-- START OF Listed records --
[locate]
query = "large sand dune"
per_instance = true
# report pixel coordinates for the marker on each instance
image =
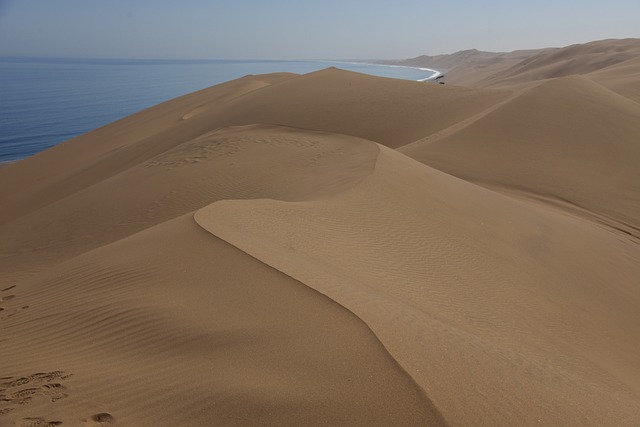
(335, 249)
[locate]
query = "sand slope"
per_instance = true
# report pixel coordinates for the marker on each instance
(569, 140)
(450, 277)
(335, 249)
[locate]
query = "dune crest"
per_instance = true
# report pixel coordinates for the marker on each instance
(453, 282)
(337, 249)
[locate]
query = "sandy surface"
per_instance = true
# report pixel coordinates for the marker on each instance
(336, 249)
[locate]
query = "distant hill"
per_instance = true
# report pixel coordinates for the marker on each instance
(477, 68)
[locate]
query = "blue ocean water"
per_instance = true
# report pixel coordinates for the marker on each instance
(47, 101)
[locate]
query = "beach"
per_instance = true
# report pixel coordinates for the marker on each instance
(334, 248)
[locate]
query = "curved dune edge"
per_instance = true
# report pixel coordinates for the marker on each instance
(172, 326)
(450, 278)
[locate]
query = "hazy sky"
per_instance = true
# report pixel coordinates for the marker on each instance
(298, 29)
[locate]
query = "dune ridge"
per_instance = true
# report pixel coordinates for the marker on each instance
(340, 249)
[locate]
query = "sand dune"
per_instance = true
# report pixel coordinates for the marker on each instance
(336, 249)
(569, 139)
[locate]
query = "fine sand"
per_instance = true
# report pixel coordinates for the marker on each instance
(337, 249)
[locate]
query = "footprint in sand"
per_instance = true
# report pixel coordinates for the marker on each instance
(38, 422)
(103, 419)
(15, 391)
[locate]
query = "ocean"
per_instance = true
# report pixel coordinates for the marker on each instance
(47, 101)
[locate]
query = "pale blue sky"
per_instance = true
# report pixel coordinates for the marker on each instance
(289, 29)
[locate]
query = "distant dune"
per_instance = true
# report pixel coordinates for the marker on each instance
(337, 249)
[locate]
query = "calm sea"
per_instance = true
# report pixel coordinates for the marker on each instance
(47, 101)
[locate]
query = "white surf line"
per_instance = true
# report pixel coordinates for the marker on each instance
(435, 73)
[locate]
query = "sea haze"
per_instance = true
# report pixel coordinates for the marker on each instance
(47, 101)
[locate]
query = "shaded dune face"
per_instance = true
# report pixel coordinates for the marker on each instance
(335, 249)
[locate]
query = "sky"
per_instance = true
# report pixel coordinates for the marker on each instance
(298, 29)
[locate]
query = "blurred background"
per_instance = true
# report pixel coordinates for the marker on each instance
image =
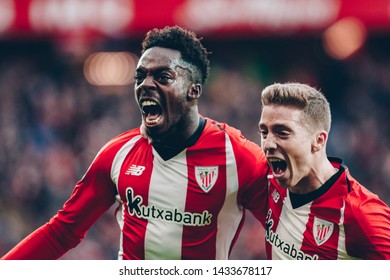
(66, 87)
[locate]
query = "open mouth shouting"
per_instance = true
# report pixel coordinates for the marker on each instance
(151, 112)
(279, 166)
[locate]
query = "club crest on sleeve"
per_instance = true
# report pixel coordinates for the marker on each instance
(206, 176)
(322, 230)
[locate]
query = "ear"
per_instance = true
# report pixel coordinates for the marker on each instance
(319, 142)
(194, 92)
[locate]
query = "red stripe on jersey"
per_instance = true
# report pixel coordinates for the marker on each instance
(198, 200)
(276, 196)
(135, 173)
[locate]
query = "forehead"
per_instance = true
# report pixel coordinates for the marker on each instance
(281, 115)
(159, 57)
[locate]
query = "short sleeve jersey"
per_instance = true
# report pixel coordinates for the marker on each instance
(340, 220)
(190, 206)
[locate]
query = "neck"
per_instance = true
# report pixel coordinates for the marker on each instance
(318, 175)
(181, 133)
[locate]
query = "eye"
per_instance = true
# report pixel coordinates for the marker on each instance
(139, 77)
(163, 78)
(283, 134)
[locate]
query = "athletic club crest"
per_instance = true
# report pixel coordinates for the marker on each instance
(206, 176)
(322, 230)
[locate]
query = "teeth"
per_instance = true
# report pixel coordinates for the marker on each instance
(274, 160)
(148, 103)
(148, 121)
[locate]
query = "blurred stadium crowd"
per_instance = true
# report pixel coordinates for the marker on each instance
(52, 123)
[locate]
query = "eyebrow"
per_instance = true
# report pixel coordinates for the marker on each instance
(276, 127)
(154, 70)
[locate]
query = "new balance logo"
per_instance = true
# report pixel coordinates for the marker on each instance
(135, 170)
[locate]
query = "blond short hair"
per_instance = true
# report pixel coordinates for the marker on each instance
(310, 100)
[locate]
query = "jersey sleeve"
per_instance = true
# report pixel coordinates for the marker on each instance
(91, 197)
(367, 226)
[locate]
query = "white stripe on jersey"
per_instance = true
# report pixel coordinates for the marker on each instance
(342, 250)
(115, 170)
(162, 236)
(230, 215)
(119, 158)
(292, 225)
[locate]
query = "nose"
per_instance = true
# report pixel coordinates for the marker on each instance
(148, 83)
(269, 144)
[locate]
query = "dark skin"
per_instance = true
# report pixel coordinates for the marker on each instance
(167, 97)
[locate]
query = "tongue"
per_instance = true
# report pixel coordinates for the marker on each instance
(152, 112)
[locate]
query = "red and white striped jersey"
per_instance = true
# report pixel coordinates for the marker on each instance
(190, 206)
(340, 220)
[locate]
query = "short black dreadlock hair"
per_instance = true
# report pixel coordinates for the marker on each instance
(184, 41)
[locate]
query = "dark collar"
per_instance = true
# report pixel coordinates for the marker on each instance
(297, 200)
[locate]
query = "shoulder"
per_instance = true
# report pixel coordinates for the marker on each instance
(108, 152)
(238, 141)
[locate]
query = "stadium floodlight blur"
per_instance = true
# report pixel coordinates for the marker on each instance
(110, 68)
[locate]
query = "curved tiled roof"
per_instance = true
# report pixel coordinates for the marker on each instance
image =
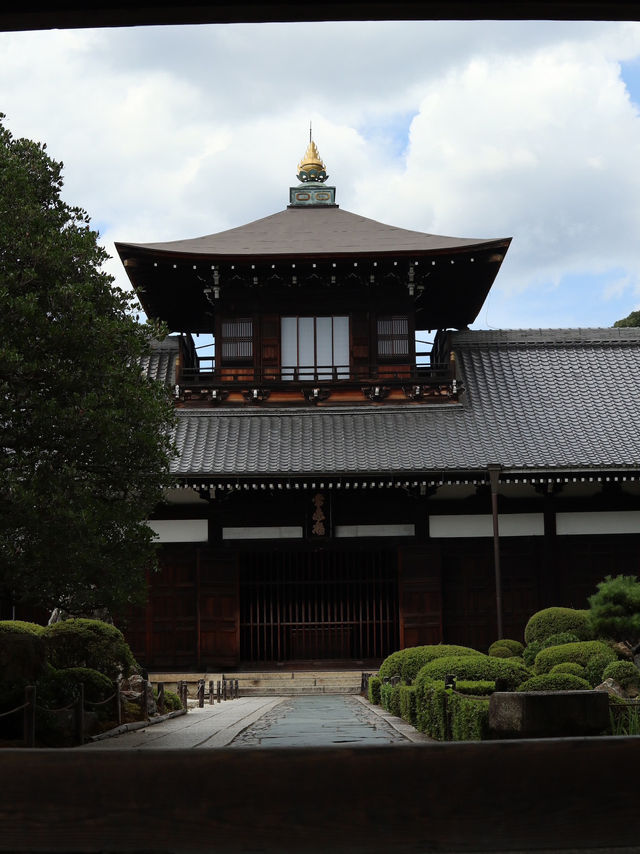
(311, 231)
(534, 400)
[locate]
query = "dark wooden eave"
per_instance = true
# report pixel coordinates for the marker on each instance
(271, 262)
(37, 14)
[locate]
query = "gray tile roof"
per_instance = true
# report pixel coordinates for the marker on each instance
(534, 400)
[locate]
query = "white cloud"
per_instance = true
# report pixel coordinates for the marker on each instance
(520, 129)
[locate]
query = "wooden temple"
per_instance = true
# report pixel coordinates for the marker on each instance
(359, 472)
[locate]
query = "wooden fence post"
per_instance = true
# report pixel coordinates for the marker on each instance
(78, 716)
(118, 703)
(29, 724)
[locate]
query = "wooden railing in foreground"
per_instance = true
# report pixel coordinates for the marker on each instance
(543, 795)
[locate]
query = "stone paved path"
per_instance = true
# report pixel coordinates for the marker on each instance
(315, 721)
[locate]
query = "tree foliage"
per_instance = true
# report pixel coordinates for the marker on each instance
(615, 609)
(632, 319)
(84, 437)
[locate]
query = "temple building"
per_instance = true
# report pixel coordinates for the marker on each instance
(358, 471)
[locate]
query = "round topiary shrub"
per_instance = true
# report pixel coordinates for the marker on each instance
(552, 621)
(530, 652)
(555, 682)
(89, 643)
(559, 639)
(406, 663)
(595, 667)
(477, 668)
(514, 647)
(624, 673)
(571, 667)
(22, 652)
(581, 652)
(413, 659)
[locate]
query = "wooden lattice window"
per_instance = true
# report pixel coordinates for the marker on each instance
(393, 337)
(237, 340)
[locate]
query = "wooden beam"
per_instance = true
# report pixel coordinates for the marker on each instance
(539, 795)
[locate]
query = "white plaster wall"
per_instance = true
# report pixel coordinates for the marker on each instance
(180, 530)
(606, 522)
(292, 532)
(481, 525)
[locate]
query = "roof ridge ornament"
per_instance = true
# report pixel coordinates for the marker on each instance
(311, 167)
-- END OF Listed records --
_Exercise prompt:_ Except for the pictures, copy every line of the records above exactly.

_Expected output:_
[locate]
query = "large sand dune"
per_instance = true
# report pixel coordinates for the marker on each instance
image =
(335, 249)
[locate]
query = "sand slope"
per_instance = true
# report pixel coordinates for the marker on each instance
(569, 140)
(450, 277)
(335, 249)
[locate]
query = "dune crest"
per_instance = true
# report pixel coordinates for the marker on each instance
(453, 282)
(337, 249)
[locate]
query = "sandy surface"
per_instance = true
# report pixel coordinates for the marker on each instance
(336, 249)
[locate]
query = "distant hill"
per_instance = true
# report pixel coordinates for the marker on each instance
(477, 68)
[locate]
query = "blue ocean water"
per_instance = true
# report pixel coordinates for the marker on each instance
(47, 101)
[locate]
query = "beach"
per_instance = true
# report pixel coordinates for the marker on each instance
(334, 248)
[locate]
query = "curved dune edge"
per_instance = true
# report pixel coordinates for the marker on each instance
(172, 326)
(450, 278)
[locate]
query = "hazy sky"
per_instance = true
# report pixel coordinates for the marker on each instance
(298, 29)
[locate]
query = "dune ridge"
per_instance = true
# report pixel coordinates for the marker on each instance
(340, 249)
[locate]
query = "sand dune"
per_instance = true
# report pixel coordinates for the marker on each instance
(336, 249)
(569, 139)
[locate]
query = "fine sand"
per_instance = true
# report pixel coordinates for the marker on each instance
(337, 249)
[locate]
query = "footprint in sand"
per_instance = true
# report pixel coordinates for the marker on each instance
(38, 422)
(103, 419)
(15, 391)
[locate]
query = "ocean"
per_instance = true
# report pixel coordinates for the marker on each instance
(47, 101)
[locate]
query = "pale blue sky"
per_instance = true
# report pixel coordinates for the marker on each instance
(289, 29)
[locate]
query = "distant dune"
per_instance = true
# report pixel coordinates for the marker on each instance
(337, 249)
[locate]
query = "calm sea"
per_instance = true
# report pixel coordinates for the marker on each instance
(47, 101)
[locate]
query = "white surf line"
per_instance = true
# report pixel coordinates for the marker on each instance
(435, 73)
[locate]
query = "sea haze"
per_instance = true
# report pixel coordinates for the marker on each instance
(47, 101)
[locate]
query = "shaded dune face"
per_instance = true
# report pixel coordinates for the marker on each instance
(335, 249)
[locate]
query = "sky"
per_instance = true
# report pixel coordinates for the marker on each instance
(298, 29)
[locate]
query = "blurred background"
per_instance = true
# report pixel coordinates for the marker on each instance
image =
(66, 87)
[locate]
query = "open mouth shouting"
per_instance = true
# report pixel coordinates for the marker on each instance
(151, 112)
(279, 166)
[locate]
query = "club crest on sleeve"
per_instance = true
# report pixel coordinates for the marker on each instance
(206, 176)
(322, 230)
[locate]
query = "ear"
per_instance = true
# report pixel coordinates for the marker on each instance
(319, 142)
(194, 92)
[locate]
query = "red stripe on jersey"
per_instance = true
# report pixel coordinates for the marker on each instance
(198, 200)
(276, 196)
(135, 173)
[locate]
query = "forehead"
per_instance = true
# report pixel coordinates for the marker on each instance
(281, 115)
(159, 57)
[locate]
query = "short sleeve jersey"
per_instance = true
# report pixel coordinates for the marker on each instance
(340, 220)
(190, 206)
[locate]
query = "neck"
per_instance = true
# report pixel coordinates for the marker on each instance
(318, 175)
(181, 133)
[locate]
query = "eye"
per_instance = true
# report pixel coordinates for the marker on each instance
(139, 77)
(163, 78)
(283, 134)
[locate]
query = "athletic club crest"
per_instance = true
# report pixel coordinates for the marker on each instance
(206, 176)
(322, 230)
[locate]
query = "teeth"
per_instance = true
# report pixel coordinates for the marker on each instance
(274, 160)
(148, 103)
(148, 121)
[locate]
query = "blurred stadium crowd"
per_instance = true
# report pixel coordinates for the marker on each instance
(52, 123)
[locate]
query = "eyebrow"
per_instance = true
# report pixel coordinates for the marker on each instance
(276, 127)
(154, 70)
[locate]
query = "new balance logo"
per_instance = true
# report pixel coordinates for the marker on each instance
(135, 170)
[locate]
query = "blond short hair"
per_instance = true
# report pixel coordinates for the marker on each instance
(310, 100)
[locate]
query = "jersey sleeve"
per_instance = true
# report pixel coordinates for the marker on each instance
(91, 197)
(367, 226)
[locate]
query = "white stripe on jersey"
per_instance = true
# report pixel coordinates for the marker on each instance
(342, 250)
(115, 170)
(162, 236)
(230, 215)
(119, 158)
(292, 225)
[locate]
query = "nose"
per_instance = true
# report pixel coordinates for the marker on each instance
(148, 83)
(269, 144)
[locate]
query = "dark skin"
per_instance = true
# report pixel coordinates for the marker on each instance
(167, 97)
[locate]
query = "tongue"
per_instance = true
# report pixel coordinates for the marker on each instance
(152, 112)
[locate]
query = "red and white striped jersey"
per_instance = true
# report pixel coordinates for the marker on each instance
(190, 206)
(340, 220)
[locate]
query = "short black dreadlock hair"
per_instance = true
# report pixel coordinates for the marker on each instance
(184, 41)
[locate]
query = "dark collar"
per_instance = true
# report pixel coordinates for the marker on each instance
(297, 200)
[locate]
query = "shoulder"
per_instance = true
# report pixel coordinates for the marker on each instance
(108, 152)
(238, 141)
[locate]
query = "stadium floodlight blur"
per_instance = true
# report pixel coordinates for the marker on each instance
(110, 68)
[locate]
query = "curved tiled roof"
per_instance = true
# report pixel coordinates for the marker on each instance
image =
(311, 231)
(534, 400)
[locate]
query = "dark wooden eave"
per_instance = true
# report pixel coordinates for the marker on each instance
(271, 262)
(37, 14)
[locate]
query = "gray tile roof"
per_instance = true
# report pixel coordinates for the marker on each instance
(534, 400)
[locate]
query = "white cloud"
per_instance = true
# report pixel coordinates for the marker on each instance
(520, 129)
[locate]
query = "wooden temple"
per_instance = true
# report pixel coordinates for the marker on each instance
(359, 472)
[locate]
query = "wooden fence post"
per_instance = true
# report pixel coordinates for the marker on each instance
(78, 716)
(118, 703)
(29, 724)
[locate]
query = "wooden railing in foreground"
per_instance = true
# report pixel coordinates for the marker on each instance
(543, 795)
[locate]
query = "stone paved path"
per_instance = true
# report pixel coordinates for the marker on each instance
(315, 721)
[locate]
query = "tree foliage"
per_instance = true
# report pixel coordinates for the marker on each instance
(615, 609)
(632, 319)
(84, 437)
[locate]
query = "temple building"
per_instance = true
# report pixel coordinates for the marker on each instance
(358, 471)
[locate]
query = "round topiary shrub"
per_instance = true
# report pixel coordinates for the marker on each instance
(552, 621)
(530, 652)
(555, 682)
(89, 643)
(559, 639)
(406, 663)
(595, 667)
(477, 668)
(514, 647)
(624, 673)
(571, 667)
(22, 652)
(581, 652)
(413, 659)
[locate]
query = "wooden lattice window"
per_instance = true
# report pixel coordinates for the marker on each instance
(393, 337)
(237, 340)
[locate]
query = "wooden beam"
per_instance = true
# report pixel coordinates for the marker on each instance
(539, 795)
[locate]
query = "white plaster wall"
per_instance = true
# report pixel coordinates for the marker on each instance
(180, 530)
(606, 522)
(292, 532)
(481, 525)
[locate]
query = "roof ridge ornament"
per_instance = true
# report pixel coordinates for the marker on each instance
(311, 167)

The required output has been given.